═════ Information supplied

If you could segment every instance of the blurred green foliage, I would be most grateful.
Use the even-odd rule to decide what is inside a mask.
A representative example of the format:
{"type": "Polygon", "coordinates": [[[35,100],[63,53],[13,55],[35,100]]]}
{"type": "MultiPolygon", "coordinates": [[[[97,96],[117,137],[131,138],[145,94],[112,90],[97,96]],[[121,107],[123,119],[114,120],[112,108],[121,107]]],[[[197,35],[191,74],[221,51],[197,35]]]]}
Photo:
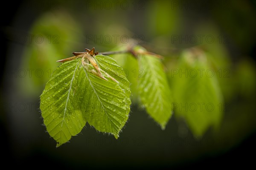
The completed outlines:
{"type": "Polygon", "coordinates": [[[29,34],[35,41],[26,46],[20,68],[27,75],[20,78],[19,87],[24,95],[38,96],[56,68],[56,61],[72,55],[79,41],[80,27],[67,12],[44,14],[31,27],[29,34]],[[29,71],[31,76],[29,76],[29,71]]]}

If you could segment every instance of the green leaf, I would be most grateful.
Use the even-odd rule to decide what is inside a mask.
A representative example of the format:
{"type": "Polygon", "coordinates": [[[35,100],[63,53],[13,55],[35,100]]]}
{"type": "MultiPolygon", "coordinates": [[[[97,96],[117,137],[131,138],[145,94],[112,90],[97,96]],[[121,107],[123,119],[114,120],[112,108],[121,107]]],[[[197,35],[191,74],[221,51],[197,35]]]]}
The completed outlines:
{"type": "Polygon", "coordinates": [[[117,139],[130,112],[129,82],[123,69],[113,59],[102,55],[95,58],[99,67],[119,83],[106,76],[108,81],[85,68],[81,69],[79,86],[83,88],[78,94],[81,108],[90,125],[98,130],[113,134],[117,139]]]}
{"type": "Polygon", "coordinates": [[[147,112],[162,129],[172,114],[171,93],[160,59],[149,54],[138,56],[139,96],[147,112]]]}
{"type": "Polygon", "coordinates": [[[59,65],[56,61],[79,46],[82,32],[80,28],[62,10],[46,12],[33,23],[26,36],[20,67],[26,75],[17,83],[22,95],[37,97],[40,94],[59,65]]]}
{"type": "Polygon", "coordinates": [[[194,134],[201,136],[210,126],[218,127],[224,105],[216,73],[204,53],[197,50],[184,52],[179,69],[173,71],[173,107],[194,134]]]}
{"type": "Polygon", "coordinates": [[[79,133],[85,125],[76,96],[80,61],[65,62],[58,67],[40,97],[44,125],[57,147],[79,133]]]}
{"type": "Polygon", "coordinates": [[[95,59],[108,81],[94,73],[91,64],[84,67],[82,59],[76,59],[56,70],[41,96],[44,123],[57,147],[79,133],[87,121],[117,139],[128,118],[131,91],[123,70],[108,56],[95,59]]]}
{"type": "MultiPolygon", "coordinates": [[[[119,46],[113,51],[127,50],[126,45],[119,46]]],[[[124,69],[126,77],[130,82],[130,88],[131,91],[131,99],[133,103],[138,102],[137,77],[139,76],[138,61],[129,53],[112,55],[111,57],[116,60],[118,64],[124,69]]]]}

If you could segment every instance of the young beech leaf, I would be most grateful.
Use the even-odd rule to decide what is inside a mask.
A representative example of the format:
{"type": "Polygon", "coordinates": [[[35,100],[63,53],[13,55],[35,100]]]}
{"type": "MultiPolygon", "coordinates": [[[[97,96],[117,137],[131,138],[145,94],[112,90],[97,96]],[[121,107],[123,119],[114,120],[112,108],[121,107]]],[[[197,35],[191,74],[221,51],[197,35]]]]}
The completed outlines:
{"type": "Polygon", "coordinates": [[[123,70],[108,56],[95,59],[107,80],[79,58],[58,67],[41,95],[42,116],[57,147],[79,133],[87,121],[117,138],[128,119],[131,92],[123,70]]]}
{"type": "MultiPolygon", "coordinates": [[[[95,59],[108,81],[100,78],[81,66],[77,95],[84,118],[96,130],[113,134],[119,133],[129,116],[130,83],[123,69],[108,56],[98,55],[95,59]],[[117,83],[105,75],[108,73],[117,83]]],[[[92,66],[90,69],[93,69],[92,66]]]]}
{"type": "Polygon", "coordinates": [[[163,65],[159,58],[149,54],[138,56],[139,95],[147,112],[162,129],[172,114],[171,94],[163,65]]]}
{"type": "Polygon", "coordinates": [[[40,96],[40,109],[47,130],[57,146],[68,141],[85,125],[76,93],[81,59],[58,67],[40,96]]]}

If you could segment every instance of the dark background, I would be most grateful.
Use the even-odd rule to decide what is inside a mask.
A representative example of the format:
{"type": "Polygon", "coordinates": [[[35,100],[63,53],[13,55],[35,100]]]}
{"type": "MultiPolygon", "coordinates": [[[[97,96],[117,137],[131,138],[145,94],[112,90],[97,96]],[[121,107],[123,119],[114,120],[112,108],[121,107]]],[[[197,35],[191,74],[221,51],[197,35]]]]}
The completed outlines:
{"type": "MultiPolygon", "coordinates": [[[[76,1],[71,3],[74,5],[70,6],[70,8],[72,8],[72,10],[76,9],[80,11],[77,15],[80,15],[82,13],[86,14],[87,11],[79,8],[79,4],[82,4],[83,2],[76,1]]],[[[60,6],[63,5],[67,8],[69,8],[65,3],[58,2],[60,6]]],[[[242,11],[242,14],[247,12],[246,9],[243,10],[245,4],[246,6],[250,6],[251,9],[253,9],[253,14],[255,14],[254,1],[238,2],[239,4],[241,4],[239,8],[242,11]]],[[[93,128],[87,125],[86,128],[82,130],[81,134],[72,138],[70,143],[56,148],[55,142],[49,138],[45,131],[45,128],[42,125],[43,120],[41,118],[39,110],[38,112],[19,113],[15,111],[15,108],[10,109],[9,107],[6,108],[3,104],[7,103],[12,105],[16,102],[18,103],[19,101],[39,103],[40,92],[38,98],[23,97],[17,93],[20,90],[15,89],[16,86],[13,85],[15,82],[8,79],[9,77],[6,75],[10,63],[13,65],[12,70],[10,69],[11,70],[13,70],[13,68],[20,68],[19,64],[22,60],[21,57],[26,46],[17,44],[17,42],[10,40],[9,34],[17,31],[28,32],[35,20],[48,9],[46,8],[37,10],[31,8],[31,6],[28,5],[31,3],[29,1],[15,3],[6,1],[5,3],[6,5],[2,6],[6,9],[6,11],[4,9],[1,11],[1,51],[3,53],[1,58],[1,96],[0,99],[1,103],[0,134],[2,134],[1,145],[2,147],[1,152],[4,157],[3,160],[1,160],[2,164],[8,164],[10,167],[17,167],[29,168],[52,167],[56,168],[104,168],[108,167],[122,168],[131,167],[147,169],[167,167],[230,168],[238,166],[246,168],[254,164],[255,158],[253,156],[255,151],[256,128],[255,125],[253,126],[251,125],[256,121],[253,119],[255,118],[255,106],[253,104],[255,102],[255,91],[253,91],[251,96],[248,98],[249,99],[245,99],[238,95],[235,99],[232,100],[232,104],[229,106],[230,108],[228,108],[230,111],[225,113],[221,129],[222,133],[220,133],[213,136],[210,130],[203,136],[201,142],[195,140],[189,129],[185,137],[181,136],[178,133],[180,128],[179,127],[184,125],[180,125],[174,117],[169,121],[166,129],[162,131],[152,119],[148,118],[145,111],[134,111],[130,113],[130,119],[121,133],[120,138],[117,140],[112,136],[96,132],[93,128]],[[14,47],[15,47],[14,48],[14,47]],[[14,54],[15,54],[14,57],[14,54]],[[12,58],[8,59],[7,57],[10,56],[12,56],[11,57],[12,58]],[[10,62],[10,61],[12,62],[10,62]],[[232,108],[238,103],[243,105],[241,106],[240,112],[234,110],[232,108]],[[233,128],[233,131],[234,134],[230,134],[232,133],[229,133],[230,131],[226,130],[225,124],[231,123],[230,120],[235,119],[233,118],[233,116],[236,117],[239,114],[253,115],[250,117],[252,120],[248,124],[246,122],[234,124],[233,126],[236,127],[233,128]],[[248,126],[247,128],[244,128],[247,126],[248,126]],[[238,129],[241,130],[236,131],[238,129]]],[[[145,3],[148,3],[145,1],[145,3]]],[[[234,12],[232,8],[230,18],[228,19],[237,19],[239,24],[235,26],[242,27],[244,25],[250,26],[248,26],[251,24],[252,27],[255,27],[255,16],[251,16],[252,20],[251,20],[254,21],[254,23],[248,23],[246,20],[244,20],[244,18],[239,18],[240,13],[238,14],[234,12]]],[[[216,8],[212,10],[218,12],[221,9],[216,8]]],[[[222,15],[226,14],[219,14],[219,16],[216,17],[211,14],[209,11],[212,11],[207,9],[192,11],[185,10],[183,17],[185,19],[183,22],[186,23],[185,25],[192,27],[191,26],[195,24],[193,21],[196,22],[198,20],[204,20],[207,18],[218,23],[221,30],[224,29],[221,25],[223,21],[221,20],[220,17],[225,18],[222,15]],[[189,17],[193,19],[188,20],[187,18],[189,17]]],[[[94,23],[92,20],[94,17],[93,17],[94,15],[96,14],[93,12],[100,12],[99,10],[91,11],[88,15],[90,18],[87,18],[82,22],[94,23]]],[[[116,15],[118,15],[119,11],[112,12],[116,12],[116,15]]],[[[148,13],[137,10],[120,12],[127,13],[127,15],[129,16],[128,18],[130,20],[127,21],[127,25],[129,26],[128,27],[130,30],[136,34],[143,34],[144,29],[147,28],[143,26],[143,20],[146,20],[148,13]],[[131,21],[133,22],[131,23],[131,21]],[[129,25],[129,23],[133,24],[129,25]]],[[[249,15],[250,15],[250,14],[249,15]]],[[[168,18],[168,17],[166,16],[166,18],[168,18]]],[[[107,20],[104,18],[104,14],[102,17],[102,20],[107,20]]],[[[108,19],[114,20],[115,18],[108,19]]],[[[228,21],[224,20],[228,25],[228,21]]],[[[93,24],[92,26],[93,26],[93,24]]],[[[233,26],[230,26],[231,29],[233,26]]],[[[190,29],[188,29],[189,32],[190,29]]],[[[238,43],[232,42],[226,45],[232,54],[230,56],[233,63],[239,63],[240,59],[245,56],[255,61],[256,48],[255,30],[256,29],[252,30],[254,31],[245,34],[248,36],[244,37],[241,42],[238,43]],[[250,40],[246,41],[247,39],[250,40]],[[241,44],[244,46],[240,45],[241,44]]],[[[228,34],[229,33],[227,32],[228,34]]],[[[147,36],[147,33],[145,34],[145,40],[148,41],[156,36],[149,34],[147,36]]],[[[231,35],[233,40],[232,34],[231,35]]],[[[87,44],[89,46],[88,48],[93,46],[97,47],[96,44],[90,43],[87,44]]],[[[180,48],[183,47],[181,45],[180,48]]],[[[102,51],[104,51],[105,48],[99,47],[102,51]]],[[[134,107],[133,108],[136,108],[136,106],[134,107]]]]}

══════════
═════ Information supplied

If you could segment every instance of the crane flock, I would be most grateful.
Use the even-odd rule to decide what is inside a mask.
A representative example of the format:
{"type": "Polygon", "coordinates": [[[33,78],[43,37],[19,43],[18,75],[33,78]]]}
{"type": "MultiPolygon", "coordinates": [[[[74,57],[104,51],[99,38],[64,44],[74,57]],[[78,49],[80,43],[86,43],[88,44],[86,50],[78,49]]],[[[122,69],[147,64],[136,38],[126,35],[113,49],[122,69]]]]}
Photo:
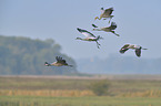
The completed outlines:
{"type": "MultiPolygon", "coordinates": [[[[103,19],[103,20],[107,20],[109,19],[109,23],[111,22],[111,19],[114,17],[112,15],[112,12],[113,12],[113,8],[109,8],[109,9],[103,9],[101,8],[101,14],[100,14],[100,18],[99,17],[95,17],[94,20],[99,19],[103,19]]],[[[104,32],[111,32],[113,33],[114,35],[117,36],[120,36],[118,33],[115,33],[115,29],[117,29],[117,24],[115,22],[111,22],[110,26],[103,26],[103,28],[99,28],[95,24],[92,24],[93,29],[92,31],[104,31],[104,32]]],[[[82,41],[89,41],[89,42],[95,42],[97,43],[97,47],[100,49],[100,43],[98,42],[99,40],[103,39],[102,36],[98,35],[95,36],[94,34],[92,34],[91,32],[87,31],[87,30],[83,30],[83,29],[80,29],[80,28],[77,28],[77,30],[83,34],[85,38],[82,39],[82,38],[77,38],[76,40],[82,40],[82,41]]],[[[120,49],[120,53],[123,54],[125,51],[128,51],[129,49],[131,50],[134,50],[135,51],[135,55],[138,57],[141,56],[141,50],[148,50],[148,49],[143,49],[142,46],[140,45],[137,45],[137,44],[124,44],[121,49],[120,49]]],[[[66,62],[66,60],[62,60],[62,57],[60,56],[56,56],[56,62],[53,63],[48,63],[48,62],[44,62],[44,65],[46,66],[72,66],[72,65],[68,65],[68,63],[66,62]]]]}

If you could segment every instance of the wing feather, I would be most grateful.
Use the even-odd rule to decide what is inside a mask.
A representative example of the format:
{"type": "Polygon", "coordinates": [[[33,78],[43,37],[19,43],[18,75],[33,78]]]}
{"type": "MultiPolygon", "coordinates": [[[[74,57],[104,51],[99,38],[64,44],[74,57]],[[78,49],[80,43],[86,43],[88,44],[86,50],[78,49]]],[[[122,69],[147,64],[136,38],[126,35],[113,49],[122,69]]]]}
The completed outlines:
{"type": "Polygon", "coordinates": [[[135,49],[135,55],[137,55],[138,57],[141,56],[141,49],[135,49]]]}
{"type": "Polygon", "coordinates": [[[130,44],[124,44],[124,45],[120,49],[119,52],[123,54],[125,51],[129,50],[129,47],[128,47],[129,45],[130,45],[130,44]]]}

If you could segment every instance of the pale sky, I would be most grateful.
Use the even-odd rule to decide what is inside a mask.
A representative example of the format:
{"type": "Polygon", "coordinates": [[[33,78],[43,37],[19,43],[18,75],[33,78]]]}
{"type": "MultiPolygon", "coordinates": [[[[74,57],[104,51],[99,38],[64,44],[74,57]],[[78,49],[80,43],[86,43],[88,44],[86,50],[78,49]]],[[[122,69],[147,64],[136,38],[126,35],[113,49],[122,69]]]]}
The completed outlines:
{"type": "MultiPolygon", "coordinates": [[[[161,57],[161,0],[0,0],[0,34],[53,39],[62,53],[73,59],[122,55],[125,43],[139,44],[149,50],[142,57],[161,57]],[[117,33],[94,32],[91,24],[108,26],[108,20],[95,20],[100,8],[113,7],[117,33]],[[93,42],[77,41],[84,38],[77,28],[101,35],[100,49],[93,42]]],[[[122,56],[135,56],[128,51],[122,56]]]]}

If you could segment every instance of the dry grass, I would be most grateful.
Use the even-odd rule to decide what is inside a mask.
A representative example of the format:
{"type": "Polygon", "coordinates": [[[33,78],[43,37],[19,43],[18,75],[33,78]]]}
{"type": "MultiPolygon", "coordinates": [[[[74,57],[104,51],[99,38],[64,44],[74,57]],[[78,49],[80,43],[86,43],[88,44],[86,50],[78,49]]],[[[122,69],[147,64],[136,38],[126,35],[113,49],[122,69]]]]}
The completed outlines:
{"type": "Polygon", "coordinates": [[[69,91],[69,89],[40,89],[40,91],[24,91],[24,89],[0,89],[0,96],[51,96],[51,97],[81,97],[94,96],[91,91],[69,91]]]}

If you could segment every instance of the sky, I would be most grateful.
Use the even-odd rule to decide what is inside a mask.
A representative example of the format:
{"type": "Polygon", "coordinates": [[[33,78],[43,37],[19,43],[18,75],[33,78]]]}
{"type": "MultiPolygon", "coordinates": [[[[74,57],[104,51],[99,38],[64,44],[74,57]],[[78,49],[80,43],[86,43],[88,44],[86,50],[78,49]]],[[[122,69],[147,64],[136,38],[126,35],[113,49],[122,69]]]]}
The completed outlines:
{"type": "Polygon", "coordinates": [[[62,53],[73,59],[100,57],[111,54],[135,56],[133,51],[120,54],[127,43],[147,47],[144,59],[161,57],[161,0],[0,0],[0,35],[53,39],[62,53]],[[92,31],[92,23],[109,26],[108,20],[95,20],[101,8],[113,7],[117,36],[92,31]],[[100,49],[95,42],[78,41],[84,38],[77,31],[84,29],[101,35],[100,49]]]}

══════════

- Aim: Pull out each line in the entries above that contains the string "would", treating uppercase and lowercase as different.

- Task answer:
If you could segment every instance of the blurred green foliage, I would be most grateful.
If you could segment every instance of the green leaf, I would be most grateful.
If you could segment every instance of the young beech leaf, I would be most grateful.
If you could segment every instance of the dark background, I would be most grateful.
If you could segment every instance of the crane flock, I would be most grateful.
If you could segment every instance of the wing feather, I would be most grateful.
If you could segment every instance of the pale sky, I would be most grateful.
If you could segment every instance of the dry grass, I would be most grateful.
If you could segment every instance of the sky, I would be most grateful.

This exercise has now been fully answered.